---------- Records provided ----------
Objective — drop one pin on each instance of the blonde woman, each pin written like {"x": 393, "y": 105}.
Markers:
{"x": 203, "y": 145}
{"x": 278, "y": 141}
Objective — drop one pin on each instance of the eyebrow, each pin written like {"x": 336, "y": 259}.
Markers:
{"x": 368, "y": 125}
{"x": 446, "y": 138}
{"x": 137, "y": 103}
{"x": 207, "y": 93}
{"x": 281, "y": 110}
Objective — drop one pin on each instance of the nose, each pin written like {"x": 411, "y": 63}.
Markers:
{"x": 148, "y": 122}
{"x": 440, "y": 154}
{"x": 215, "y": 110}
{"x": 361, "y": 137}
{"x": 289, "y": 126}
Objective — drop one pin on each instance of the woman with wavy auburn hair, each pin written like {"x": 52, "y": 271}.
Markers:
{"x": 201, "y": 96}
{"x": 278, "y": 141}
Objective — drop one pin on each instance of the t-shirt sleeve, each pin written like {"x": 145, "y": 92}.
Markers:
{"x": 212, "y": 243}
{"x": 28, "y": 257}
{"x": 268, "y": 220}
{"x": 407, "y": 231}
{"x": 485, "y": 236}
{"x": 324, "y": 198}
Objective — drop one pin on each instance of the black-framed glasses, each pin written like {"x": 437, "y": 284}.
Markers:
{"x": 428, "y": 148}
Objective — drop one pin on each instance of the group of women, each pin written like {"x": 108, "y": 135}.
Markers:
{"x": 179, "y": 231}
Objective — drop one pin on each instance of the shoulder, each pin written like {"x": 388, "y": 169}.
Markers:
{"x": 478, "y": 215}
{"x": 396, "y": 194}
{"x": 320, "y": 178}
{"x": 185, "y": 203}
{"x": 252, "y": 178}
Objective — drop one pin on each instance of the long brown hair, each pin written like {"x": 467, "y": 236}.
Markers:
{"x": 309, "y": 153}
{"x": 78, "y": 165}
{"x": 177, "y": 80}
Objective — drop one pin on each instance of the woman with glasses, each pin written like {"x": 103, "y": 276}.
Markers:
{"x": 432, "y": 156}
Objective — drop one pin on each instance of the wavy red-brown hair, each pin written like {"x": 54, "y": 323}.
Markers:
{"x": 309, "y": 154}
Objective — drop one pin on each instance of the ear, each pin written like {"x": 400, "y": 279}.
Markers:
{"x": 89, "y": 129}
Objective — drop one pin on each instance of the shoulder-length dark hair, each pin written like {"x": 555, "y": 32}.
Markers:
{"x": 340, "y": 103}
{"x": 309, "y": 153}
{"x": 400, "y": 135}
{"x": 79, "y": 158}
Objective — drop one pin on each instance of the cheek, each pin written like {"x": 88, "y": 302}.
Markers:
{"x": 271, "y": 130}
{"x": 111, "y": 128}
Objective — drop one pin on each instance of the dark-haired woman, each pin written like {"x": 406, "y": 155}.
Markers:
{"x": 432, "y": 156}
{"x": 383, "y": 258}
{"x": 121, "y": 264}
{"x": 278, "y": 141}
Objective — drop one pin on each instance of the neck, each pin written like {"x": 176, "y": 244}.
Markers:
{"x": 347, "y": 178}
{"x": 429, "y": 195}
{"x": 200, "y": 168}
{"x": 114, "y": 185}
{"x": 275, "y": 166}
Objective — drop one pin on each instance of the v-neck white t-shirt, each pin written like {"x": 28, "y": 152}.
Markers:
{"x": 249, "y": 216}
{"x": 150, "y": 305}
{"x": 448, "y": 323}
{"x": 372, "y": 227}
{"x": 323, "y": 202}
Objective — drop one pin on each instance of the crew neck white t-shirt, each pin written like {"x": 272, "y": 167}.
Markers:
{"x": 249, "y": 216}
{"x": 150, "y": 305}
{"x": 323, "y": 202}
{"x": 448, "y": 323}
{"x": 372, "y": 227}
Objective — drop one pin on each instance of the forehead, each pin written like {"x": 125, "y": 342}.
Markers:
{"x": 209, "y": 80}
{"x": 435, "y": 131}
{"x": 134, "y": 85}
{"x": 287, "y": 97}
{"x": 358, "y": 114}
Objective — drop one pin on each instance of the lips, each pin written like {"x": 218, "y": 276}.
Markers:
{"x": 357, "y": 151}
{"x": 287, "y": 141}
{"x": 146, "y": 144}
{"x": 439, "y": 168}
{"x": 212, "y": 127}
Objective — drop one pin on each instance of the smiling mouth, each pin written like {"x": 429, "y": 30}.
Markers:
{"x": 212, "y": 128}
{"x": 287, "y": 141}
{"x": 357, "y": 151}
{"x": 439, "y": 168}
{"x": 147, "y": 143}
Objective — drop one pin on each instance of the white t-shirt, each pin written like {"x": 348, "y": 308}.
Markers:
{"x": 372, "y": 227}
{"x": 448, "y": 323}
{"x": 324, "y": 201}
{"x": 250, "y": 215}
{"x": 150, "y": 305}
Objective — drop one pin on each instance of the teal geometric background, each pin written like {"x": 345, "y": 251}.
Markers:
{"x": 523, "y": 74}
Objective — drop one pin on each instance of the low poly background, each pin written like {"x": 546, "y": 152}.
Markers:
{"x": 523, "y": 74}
----------
Working from the listing above, pick out every line that has "dark" and copy it.

**Reply to the task**
Objective — drop one pin on each instance of the shoulder-length dark hair, each pin written like {"x": 555, "y": 32}.
Objective — drop one pin on each instance of the dark-haired woman, each pin written like {"x": 406, "y": 155}.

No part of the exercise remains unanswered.